◆ **Objective**: From the listing below, keep only the lines that contain the word "black" and copy each one out in full. Case counts.

◆ **Working data**:
* * *
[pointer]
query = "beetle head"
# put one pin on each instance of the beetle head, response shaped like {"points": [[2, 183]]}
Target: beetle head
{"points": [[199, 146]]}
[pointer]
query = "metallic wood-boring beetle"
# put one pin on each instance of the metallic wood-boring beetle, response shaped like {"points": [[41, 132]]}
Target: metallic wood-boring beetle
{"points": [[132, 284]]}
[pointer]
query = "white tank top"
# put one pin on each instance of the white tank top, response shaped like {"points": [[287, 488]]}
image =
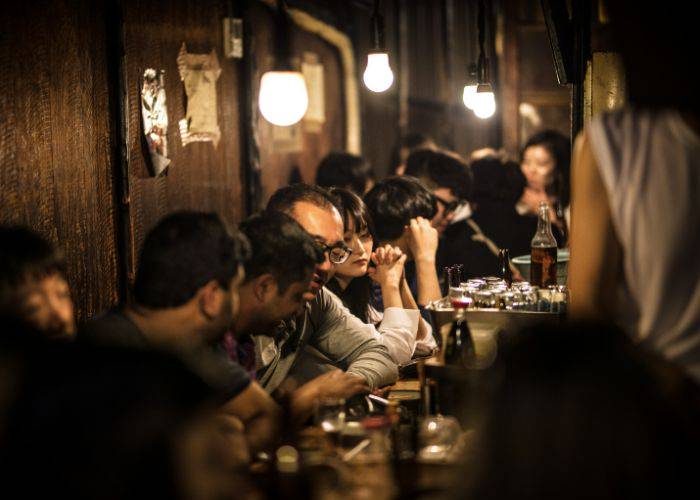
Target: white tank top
{"points": [[650, 165]]}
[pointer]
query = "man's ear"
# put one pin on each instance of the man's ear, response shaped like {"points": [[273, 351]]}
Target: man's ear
{"points": [[264, 287], [210, 299]]}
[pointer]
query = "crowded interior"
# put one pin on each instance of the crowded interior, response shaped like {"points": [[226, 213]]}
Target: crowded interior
{"points": [[359, 249]]}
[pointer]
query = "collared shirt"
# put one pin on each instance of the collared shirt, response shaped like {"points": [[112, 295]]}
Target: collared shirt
{"points": [[223, 375], [328, 327]]}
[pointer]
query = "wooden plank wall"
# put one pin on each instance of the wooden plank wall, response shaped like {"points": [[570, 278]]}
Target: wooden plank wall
{"points": [[55, 162], [201, 176]]}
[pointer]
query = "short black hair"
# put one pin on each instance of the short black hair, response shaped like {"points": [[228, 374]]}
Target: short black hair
{"points": [[284, 199], [412, 141], [24, 256], [559, 146], [281, 247], [344, 170], [497, 181], [438, 169], [352, 208], [184, 252], [393, 202]]}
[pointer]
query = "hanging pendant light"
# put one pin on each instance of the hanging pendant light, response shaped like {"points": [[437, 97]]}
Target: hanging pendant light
{"points": [[283, 98], [484, 102], [378, 76], [469, 93]]}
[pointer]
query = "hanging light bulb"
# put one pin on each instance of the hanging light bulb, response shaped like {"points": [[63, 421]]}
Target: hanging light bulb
{"points": [[484, 101], [469, 93], [283, 98], [378, 76]]}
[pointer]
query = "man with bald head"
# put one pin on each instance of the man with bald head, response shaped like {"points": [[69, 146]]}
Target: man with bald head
{"points": [[324, 326]]}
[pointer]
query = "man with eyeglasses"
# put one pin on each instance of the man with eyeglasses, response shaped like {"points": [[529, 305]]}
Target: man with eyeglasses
{"points": [[324, 326], [448, 178]]}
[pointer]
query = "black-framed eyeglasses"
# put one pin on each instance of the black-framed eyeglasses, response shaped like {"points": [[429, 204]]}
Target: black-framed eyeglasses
{"points": [[337, 253], [449, 206]]}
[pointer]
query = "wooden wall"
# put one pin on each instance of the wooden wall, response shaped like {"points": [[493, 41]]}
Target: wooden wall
{"points": [[201, 176], [279, 165], [55, 162]]}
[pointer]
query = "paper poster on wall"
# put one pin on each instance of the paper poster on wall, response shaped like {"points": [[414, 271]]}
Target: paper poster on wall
{"points": [[199, 73], [287, 139], [154, 114], [315, 115]]}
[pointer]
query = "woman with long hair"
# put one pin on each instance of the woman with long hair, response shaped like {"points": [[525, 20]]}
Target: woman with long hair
{"points": [[370, 271]]}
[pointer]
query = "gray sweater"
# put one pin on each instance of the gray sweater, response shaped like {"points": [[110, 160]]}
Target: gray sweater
{"points": [[331, 330]]}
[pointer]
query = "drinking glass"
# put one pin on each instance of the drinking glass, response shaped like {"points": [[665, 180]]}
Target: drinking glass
{"points": [[330, 416]]}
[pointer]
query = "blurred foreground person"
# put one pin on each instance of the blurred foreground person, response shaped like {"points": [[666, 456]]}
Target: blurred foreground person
{"points": [[91, 422], [347, 171], [185, 300], [583, 413], [371, 270], [33, 288], [408, 144], [636, 219]]}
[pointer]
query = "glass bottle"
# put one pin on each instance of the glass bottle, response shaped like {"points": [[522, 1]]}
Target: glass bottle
{"points": [[543, 251], [459, 345]]}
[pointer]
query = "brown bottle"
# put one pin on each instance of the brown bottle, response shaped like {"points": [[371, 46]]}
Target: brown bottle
{"points": [[504, 266], [543, 253]]}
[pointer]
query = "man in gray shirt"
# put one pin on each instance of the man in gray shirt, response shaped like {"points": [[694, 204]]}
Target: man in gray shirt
* * *
◆ **Answer**:
query = "short black hair"
# put one pin on each instance of the short black hair, response shaped like {"points": [[228, 374]]}
Target: short black hair
query = "black-framed eyeglasses"
# put one pin on each instance of the black-framed eyeglasses, response shaped like {"points": [[429, 204]]}
Target: black-framed eyeglasses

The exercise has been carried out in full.